TO DO -> Starting with the line that contains "column 1090, row 825" and ending with the last line of the entries, repeat exactly those lines and nothing else, pictures excluded.

INPUT MATERIAL ->
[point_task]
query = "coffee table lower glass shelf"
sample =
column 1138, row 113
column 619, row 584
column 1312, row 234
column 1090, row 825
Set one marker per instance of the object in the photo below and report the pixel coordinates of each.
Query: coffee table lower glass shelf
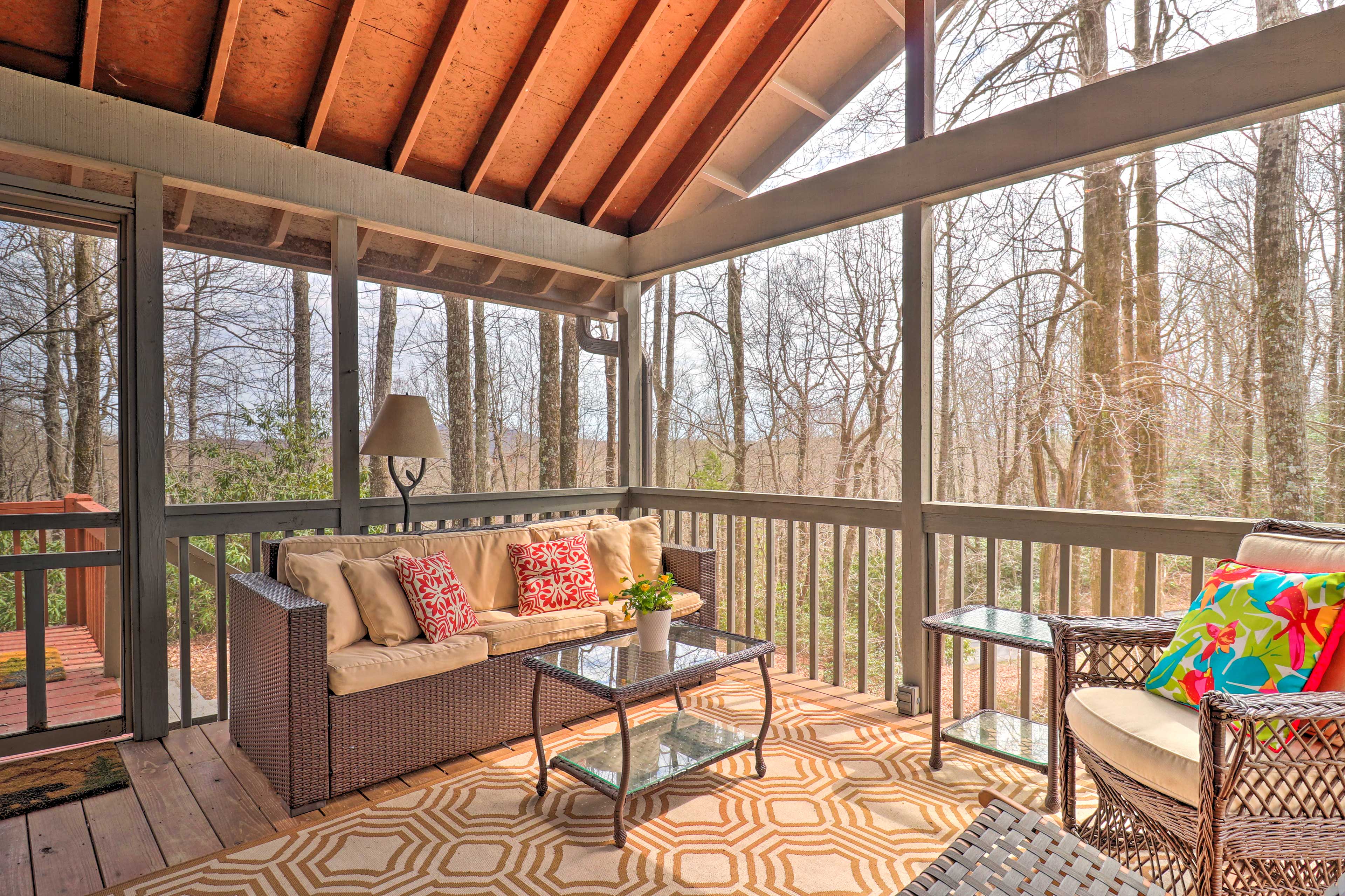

RESULT FOR THIS TASK ->
column 1090, row 825
Set one marker per instance of the object in the photo below and report the pixel coordinates of each.
Query: coffee table lower glass shelf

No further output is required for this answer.